Supplied information:
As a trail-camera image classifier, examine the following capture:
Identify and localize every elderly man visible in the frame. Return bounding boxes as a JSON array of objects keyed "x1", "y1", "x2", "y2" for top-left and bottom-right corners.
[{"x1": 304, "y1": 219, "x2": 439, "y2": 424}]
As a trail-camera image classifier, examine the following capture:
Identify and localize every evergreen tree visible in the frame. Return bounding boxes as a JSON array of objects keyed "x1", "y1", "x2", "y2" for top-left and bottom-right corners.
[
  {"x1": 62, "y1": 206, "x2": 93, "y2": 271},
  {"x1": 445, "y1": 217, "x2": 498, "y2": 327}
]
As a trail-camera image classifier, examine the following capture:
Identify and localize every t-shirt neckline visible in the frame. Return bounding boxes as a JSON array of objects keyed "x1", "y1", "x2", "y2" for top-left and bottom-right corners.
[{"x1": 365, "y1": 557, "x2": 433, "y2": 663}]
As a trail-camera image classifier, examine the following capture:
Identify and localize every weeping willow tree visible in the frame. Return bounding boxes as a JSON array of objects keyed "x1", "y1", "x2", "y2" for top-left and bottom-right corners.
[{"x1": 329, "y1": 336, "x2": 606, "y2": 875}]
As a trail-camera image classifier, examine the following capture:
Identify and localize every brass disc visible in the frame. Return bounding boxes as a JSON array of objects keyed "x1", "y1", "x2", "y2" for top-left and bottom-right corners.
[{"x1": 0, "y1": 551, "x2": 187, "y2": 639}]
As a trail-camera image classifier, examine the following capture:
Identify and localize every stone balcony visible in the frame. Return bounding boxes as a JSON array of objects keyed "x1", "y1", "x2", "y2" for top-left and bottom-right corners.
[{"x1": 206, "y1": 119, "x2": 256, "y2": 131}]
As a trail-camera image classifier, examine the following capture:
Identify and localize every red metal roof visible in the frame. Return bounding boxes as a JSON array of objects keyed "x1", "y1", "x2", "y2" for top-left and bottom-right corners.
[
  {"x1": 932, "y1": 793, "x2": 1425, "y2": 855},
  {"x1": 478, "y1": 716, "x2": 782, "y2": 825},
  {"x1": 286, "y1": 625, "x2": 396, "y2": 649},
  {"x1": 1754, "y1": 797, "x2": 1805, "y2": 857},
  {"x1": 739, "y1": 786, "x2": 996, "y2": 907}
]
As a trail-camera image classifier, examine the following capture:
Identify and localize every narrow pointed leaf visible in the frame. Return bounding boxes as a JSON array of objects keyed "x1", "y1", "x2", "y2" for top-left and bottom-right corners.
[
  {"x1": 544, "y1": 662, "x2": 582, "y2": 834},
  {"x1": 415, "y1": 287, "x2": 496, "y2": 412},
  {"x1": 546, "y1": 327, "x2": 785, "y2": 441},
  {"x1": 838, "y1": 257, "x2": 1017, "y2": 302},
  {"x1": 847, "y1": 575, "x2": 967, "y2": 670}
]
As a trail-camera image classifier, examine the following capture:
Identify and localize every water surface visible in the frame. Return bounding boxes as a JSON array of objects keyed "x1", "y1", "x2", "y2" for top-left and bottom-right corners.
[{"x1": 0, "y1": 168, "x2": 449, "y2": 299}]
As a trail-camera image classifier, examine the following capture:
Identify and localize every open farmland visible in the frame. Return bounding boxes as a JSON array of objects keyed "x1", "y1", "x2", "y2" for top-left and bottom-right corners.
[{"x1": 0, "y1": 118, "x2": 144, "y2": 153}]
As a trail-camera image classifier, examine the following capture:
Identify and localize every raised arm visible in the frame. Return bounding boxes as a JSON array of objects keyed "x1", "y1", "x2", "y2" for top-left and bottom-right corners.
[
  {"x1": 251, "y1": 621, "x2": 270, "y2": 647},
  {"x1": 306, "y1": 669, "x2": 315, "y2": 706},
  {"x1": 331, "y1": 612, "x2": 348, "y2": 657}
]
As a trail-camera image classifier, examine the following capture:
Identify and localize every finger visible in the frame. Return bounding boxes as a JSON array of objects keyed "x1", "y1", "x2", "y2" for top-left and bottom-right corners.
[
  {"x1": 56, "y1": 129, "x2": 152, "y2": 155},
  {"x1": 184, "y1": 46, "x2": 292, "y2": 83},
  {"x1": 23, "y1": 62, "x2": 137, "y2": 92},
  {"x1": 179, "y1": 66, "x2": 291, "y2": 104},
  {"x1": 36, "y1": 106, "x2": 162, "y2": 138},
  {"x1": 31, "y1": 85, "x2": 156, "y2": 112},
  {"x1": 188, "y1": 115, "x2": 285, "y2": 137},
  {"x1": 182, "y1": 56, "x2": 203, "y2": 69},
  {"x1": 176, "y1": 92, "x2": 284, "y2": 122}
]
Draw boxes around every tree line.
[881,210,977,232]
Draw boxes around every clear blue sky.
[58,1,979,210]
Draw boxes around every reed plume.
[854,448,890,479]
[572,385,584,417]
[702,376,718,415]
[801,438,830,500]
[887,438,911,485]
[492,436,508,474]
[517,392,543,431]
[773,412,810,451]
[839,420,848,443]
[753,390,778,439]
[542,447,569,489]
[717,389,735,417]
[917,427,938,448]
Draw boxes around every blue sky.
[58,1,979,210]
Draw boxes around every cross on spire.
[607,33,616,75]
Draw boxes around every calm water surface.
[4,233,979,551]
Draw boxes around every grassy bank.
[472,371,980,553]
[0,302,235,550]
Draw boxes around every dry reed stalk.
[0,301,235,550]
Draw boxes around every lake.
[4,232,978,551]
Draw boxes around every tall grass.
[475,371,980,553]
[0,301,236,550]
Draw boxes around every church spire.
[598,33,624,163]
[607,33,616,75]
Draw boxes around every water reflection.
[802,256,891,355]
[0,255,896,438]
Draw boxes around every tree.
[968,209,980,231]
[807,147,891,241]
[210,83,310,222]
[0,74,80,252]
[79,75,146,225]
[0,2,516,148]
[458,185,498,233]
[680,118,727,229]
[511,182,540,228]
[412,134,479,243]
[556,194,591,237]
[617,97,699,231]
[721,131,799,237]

About this task: Return each line above exactly.

Solution below:
As a trail-camera image classifier, examine the following capture:
Identify and localize every elderly man visible in the frame. Return bounding boxes as a JSON array of objects keyed "x1", "y1", "x2", "y2" for top-left and bottom-right corners.
[{"x1": 304, "y1": 219, "x2": 439, "y2": 424}]
As a trail-camera image classifier, examine the following capture:
Identify and localize every evergreen tree visible in the frame. Return bounding boxes as a JSON array of objects keyed "x1", "y1", "x2", "y2" for top-left and bottom-right corners.
[
  {"x1": 62, "y1": 206, "x2": 93, "y2": 271},
  {"x1": 445, "y1": 217, "x2": 498, "y2": 327}
]
As a trail-camera image classifier, examine the following capture:
Identify and localize every t-shirt neckline visible in the frame. Return bounding boxes as a JSON array of objects keyed "x1", "y1", "x2", "y2" for top-left and bottom-right corners.
[{"x1": 365, "y1": 557, "x2": 433, "y2": 663}]
As a trail-camera image classifier, examine the following capture:
Identify and localize every weeping willow tree visible in the frame. Return bounding boxes as a JSON array of objects keyed "x1", "y1", "x2", "y2" for top-left and bottom-right corners.
[{"x1": 329, "y1": 336, "x2": 606, "y2": 875}]
As a trail-camera image classifier, examine the following capture:
Identify and localize every brass disc visible in the frame. Return bounding boxes as a JSON array of objects keyed "x1", "y1", "x2", "y2" for top-left and bottom-right corners.
[{"x1": 0, "y1": 551, "x2": 187, "y2": 639}]
As a trail-camera image classifier, examine the following capture:
Identify and localize every stone balcony visible in the frame. Return bounding boxes as a JSON array of objects keyed "x1", "y1", "x2", "y2" for top-left and bottom-right corners.
[{"x1": 206, "y1": 119, "x2": 256, "y2": 131}]
As a trail-camera image classifier, examine the following capture:
Identify and localize every red metal roof visible in the frame. Return bounding boxes as a JSON array of objects keyed "x1", "y1", "x2", "y2" for top-left and bottom-right corners.
[
  {"x1": 932, "y1": 793, "x2": 1425, "y2": 855},
  {"x1": 478, "y1": 716, "x2": 782, "y2": 825},
  {"x1": 286, "y1": 625, "x2": 396, "y2": 649},
  {"x1": 1754, "y1": 797, "x2": 1805, "y2": 857},
  {"x1": 739, "y1": 786, "x2": 996, "y2": 907}
]
As a trail-camera image classifier, examine the following capture:
Identify and localize every narrow pointed leaf visible in the frame. Return bounding boxes as a JSON array of objects keyed "x1", "y1", "x2", "y2" for top-left and bottom-right corners.
[
  {"x1": 544, "y1": 662, "x2": 582, "y2": 834},
  {"x1": 415, "y1": 287, "x2": 496, "y2": 412},
  {"x1": 546, "y1": 327, "x2": 785, "y2": 441},
  {"x1": 838, "y1": 257, "x2": 1017, "y2": 302},
  {"x1": 847, "y1": 575, "x2": 967, "y2": 670}
]
As a trail-camera image classifier, examine the following capture:
Identify and localize every water surface visible in the frame. Return bounding boxes as a JSON array of objects keyed "x1", "y1", "x2", "y2" for top-left and bottom-right corners.
[{"x1": 0, "y1": 168, "x2": 449, "y2": 299}]
As a trail-camera image classifier, examine the following capture:
Identify and localize every open farmland visible in the frame. Return bounding boxes as a JSON array of objects keyed "x1", "y1", "x2", "y2" for top-left and bottom-right corners.
[{"x1": 0, "y1": 118, "x2": 144, "y2": 153}]
As a trail-camera image classifier, examine the following capture:
Identify and localize every raised arm visible in the frame. Return bounding boxes as a JSON array of objects keyed "x1", "y1", "x2", "y2" for top-left and bottom-right corners.
[
  {"x1": 251, "y1": 621, "x2": 270, "y2": 647},
  {"x1": 306, "y1": 669, "x2": 315, "y2": 706},
  {"x1": 331, "y1": 612, "x2": 348, "y2": 657}
]
As a trail-camera image classifier, examine the following capture:
Identify and localize every finger visible in the frame. Return bounding boxes as a JSON array of objects keyed "x1", "y1", "x2", "y2" for top-left and bottom-right corners.
[
  {"x1": 56, "y1": 129, "x2": 152, "y2": 155},
  {"x1": 184, "y1": 46, "x2": 292, "y2": 83},
  {"x1": 23, "y1": 62, "x2": 137, "y2": 92},
  {"x1": 179, "y1": 66, "x2": 291, "y2": 104},
  {"x1": 36, "y1": 106, "x2": 162, "y2": 138},
  {"x1": 31, "y1": 85, "x2": 156, "y2": 112},
  {"x1": 188, "y1": 115, "x2": 285, "y2": 137},
  {"x1": 182, "y1": 56, "x2": 203, "y2": 69},
  {"x1": 176, "y1": 92, "x2": 284, "y2": 122}
]
Draw boxes around every tree line.
[881,210,977,232]
Draw boxes around every clear blue sky.
[58,1,979,210]
Draw boxes around every reed plume.
[854,448,890,479]
[572,385,584,417]
[702,376,718,415]
[801,438,830,500]
[887,438,911,485]
[492,436,508,474]
[517,392,543,431]
[773,412,810,451]
[839,420,848,443]
[753,390,778,439]
[542,447,569,489]
[717,389,735,417]
[917,427,938,448]
Draw boxes around every blue sky.
[58,1,979,210]
Draw boxes around every cross on spire.
[607,33,616,75]
Draw boxes around every calm water surface.
[4,233,979,551]
Draw boxes around every grassy bank.
[472,371,980,553]
[0,302,235,550]
Draw boxes around every dry reed stalk.
[0,301,235,550]
Draw boxes around every lake.
[4,232,978,551]
Draw boxes around every tall grass.
[475,371,980,553]
[0,301,236,550]
Draw boxes around every church spire.
[598,33,624,163]
[607,33,616,75]
Draw boxes around every water reflection.
[802,256,891,355]
[0,255,896,438]
Draw boxes around every tree.
[968,209,980,231]
[807,147,891,241]
[210,83,310,222]
[0,74,80,252]
[79,75,146,225]
[0,2,516,148]
[458,185,498,233]
[680,118,727,229]
[511,182,540,228]
[412,134,479,243]
[556,194,591,237]
[617,97,699,231]
[721,131,799,237]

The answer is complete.